──────── Text block

Power Generation – FAQs (Frequently Asked Questions)

Many of our existing customers and / or prospective buyers rely upon ESL to provide them with accurate and informative answers to their electrical, engine, and generator related questions. This results in numerous questions every day, some of which are as under:

The primary difference between kW (kilowatt) and kVA (kilovolt-ampere) is the power factor. kW is the unit of real power and kVA is a unit of apparent power (or real power plus re-active power). The power factor, unless it is defined and known, is therefore an approximate value (typically 0.8), and the kVA value will always be higher than the value for kW.

In relation to industrial and commercial generators, kW is most commonly used when referring to generators in the United States, and a few other countries that use 60 Hz, while the majority of the rest of the world typically uses kVA as the primary value when referencing generator sets.

To expand on it a bit more, the kW rating is essentially the resulting power output a generator can supply based on the horsepower of an engine. kW is figured by the horsepower rating of the engine times 0.746.

For example if you have a 500 horsepower engine it has a kW rating of 373. The kilovolt-amperes (kVa) are the generator end capacity. Generator sets are usually shown with both ratings. To determine the kW and kVa ratio the formula below is used.
8 (pf) x 625 (kVa) = 500 kW

The power factor (pf) is typically defined as the ratio between kilowatts (kW) and kilovolt amps (kVa) that is drawn from an electrical load, as was discussed in the question above in more detail. It is determined by the generators connected load. The pf on the nameplate of a generator relates the kVa to the kW rating (see formula above). Generators with higher power factors transfer energy to the connected load more efficiently, while generators with a lower power factor are not as efficient and result in increased power costs. The standard power factor for a three phase generator is 0.8.
Standby power generators are most often used in emergency situations, such as during a power outage. It is ideal for applications that have another reliable continuous power source like utility power. Its recommended usage is most often only for the duration of a power outage and regular testing and maintenance.

Prime power ratings can be defined as having an “unlimited run time”, or essentially a generator that will be used as a primary power source and not just for standby or backup power. A prime power rated generator can supply power in a situation where there is no utility source, as is often the case in industrial applications like mining or oil & gas operations located in remote areas where the grid is not accessible.

Continuous power is similar to prime power but has a base load rating. It can supply power continuously to a constant load, but does not have the ability to handle overload conditions or work as well with variable loads. The main difference between a prime and continuous rating is that prime power gensets are set to have maximum power available at a variable load for an unlimited number of hours, and they generally include a 10% or so overload capability for short durations.

────────────────
──────── Dataset excerpt

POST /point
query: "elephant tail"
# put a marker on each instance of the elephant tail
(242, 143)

────────────────

◆ Problem statement ◆
In the generator FAQ, what kW rating does a 500 horsepower engine have?

◆ Task result ◆
373 kW